- ABOUT THIS EXERCISE: Report back the lines in this listing that carry the string "then".

******************************

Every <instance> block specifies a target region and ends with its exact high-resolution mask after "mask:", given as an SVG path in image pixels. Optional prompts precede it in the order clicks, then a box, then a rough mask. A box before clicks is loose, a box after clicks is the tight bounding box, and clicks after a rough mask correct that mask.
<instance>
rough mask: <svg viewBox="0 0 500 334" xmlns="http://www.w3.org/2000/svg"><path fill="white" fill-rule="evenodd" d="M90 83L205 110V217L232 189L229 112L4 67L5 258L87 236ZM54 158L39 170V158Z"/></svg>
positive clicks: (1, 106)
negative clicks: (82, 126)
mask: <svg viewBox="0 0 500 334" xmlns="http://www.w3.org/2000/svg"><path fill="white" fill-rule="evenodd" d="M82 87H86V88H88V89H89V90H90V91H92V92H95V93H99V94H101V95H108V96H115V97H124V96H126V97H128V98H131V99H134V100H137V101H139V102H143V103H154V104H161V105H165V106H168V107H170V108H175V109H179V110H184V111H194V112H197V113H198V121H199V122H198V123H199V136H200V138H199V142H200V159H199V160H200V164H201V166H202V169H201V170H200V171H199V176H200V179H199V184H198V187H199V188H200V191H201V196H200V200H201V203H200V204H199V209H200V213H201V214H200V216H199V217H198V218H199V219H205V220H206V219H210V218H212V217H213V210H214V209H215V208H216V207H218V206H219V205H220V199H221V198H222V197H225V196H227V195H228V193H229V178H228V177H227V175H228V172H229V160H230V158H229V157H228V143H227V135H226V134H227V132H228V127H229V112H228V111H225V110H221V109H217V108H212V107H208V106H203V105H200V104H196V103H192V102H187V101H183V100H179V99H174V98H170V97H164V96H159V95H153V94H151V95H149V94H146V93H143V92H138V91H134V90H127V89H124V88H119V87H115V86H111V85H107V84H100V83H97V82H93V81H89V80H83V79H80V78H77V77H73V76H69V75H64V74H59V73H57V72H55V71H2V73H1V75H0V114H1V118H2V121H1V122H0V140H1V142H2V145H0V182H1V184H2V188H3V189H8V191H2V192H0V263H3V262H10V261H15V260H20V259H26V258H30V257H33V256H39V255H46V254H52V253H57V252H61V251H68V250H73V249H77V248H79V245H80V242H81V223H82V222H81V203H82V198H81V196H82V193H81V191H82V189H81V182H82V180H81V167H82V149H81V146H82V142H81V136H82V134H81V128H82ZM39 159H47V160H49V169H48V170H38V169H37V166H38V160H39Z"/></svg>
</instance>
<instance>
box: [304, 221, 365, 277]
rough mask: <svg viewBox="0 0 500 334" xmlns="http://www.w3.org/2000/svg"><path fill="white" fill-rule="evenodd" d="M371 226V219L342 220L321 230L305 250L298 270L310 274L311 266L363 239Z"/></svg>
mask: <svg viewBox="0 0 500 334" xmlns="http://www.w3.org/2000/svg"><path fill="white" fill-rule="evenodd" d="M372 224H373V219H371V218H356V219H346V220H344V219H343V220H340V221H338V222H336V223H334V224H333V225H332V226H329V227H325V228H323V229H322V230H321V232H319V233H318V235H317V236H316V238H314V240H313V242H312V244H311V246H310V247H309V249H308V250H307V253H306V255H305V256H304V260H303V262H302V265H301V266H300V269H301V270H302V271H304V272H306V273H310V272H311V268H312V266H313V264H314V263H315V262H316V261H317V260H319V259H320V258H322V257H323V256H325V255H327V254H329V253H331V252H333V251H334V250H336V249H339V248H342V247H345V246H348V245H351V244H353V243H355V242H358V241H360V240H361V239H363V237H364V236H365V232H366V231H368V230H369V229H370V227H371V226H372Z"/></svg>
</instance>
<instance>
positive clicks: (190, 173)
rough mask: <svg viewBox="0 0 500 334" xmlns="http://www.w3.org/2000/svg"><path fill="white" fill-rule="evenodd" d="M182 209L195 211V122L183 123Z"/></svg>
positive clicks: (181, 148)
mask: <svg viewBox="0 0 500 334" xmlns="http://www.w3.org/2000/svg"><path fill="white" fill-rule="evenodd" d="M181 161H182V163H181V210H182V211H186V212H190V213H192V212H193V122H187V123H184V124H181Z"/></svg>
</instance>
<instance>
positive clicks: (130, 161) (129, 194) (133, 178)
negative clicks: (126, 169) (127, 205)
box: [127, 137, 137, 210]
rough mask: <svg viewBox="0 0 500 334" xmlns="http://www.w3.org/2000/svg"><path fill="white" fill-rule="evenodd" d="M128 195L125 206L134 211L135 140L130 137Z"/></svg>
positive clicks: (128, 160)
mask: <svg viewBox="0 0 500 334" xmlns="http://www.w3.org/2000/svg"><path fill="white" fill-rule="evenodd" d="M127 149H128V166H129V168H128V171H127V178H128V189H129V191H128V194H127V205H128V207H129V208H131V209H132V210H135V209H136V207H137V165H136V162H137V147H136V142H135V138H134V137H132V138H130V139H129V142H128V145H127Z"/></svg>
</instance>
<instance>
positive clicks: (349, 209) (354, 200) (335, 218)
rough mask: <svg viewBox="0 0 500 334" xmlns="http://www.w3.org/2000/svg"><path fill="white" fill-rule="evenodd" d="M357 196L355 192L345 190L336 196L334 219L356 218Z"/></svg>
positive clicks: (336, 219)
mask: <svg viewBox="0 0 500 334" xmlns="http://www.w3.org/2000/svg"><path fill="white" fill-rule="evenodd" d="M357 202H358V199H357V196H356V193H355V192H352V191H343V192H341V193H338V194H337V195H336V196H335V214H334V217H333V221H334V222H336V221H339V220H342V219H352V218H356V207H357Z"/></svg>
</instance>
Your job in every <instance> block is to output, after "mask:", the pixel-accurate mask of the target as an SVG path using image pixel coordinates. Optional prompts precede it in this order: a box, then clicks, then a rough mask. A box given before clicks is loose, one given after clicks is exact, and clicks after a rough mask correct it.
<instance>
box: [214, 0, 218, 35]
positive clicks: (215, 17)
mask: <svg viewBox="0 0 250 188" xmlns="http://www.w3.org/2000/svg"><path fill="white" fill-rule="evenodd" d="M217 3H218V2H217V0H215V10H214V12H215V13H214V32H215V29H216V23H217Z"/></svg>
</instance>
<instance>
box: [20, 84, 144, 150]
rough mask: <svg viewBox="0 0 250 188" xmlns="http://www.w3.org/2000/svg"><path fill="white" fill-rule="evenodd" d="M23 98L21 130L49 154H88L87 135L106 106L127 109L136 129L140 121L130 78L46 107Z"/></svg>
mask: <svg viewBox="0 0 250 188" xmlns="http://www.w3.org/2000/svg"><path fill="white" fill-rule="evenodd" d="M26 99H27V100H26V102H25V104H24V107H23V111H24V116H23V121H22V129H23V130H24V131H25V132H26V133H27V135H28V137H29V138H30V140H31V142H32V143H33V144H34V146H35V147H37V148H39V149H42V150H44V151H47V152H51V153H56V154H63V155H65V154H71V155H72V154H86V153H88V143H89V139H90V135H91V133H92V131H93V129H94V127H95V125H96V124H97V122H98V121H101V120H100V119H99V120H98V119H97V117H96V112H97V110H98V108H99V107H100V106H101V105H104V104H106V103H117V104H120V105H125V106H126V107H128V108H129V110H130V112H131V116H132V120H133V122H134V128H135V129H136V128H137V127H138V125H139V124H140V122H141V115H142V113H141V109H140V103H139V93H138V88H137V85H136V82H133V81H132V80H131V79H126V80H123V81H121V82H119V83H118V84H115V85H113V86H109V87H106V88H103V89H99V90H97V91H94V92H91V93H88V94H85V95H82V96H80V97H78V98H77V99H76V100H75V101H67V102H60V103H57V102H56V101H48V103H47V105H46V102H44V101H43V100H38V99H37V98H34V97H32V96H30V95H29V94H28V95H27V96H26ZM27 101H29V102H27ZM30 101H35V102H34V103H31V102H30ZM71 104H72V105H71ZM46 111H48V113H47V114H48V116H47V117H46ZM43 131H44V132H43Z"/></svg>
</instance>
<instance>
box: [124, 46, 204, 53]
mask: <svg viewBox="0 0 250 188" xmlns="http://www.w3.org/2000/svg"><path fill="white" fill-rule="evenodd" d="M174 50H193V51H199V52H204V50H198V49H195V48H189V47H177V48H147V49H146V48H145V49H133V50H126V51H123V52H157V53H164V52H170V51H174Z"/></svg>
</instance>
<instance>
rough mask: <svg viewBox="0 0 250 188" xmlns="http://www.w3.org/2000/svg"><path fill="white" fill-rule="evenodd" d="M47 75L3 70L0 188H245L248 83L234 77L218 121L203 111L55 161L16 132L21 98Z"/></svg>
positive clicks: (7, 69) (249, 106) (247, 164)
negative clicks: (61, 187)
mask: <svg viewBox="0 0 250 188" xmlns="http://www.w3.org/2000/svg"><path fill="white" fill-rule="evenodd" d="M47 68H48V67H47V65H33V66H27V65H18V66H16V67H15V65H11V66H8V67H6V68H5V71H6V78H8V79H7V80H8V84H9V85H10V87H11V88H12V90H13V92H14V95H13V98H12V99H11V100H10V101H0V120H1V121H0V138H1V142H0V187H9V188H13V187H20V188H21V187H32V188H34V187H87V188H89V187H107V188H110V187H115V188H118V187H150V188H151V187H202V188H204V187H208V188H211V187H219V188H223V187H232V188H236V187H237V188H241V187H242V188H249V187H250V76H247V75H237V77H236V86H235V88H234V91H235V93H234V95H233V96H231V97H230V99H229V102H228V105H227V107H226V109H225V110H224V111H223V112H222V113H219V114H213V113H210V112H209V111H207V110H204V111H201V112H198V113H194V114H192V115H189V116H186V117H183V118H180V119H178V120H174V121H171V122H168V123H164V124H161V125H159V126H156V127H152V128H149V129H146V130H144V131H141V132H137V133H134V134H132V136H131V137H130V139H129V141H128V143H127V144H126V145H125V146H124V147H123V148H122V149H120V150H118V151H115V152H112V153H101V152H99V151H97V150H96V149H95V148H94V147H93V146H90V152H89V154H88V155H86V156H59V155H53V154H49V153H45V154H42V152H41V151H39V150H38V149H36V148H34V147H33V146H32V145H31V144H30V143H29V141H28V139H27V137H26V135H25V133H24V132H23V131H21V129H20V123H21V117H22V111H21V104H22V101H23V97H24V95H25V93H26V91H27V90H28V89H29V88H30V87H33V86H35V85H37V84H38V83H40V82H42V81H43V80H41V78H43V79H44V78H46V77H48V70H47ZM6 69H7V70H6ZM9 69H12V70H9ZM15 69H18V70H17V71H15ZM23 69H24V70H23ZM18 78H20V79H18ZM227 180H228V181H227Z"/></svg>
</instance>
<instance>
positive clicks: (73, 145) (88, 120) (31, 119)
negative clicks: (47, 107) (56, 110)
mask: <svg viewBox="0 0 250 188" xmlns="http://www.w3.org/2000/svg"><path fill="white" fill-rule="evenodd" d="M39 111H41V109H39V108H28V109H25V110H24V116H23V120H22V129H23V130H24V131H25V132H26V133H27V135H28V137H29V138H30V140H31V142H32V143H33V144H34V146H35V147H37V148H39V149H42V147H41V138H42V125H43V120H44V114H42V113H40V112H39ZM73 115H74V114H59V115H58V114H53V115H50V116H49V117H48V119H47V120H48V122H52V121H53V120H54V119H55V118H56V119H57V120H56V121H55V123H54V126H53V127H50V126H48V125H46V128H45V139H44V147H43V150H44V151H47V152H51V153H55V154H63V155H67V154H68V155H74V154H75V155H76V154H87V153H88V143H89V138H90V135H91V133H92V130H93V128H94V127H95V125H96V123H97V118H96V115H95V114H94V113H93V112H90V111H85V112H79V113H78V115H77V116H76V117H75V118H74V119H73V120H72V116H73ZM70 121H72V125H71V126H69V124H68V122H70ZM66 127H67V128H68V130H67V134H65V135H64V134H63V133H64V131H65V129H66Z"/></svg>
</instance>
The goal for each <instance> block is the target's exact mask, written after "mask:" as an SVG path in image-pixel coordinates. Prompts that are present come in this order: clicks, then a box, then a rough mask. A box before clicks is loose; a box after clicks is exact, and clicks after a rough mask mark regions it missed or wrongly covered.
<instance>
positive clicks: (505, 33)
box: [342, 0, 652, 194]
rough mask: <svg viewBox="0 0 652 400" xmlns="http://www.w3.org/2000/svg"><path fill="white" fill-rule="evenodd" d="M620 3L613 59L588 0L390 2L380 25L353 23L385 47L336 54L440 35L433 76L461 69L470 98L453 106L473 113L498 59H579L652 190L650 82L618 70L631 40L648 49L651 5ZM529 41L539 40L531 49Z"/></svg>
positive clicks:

******************************

- TASK SOLUTION:
Every <instance> block specifies a target region and ends with its exact high-resolution mask after "mask:", given as an SVG path in image pixels. Optional prompts precede it in the order clicks, then a box, then a rough mask. A box before clicks is loose, a box after clicks is the tight bounding box, and clicks after a rough mask correct that mask.
Your job in every <instance> block is to output, after "mask:", the pixel-accurate mask of the target as an SVG path using image pixel coordinates. Optional prompts precede it in this order: a box, then clicks, then a rough mask. A box given before clicks is loose, one given after clicks is exact, and clicks after a rough mask correct it.
The goal for each <instance> block is the target's exact mask, written after "mask:" as an SVG path in image-pixel coordinates. Prompts that are present come in this order: clicks, then a box, then a rough mask. A box before clicks is loose; a box after clicks is exact, and clicks after a rough mask mark regions it missed or wrongly covered.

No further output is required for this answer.